Write every record out again exactly as shown below.
┌──
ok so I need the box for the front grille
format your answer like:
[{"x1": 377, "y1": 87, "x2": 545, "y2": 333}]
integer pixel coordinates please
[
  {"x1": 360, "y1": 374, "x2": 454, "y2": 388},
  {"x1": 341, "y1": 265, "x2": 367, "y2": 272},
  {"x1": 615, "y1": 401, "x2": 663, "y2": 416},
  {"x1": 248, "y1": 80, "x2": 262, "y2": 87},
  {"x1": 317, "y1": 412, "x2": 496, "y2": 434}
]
└──
> [Exercise answer]
ok so I need the box for the front grille
format your answer like:
[{"x1": 377, "y1": 87, "x2": 545, "y2": 333}]
integer pixel coordinates please
[
  {"x1": 360, "y1": 374, "x2": 454, "y2": 388},
  {"x1": 341, "y1": 265, "x2": 367, "y2": 272},
  {"x1": 615, "y1": 401, "x2": 663, "y2": 416},
  {"x1": 248, "y1": 80, "x2": 262, "y2": 87},
  {"x1": 317, "y1": 412, "x2": 496, "y2": 434}
]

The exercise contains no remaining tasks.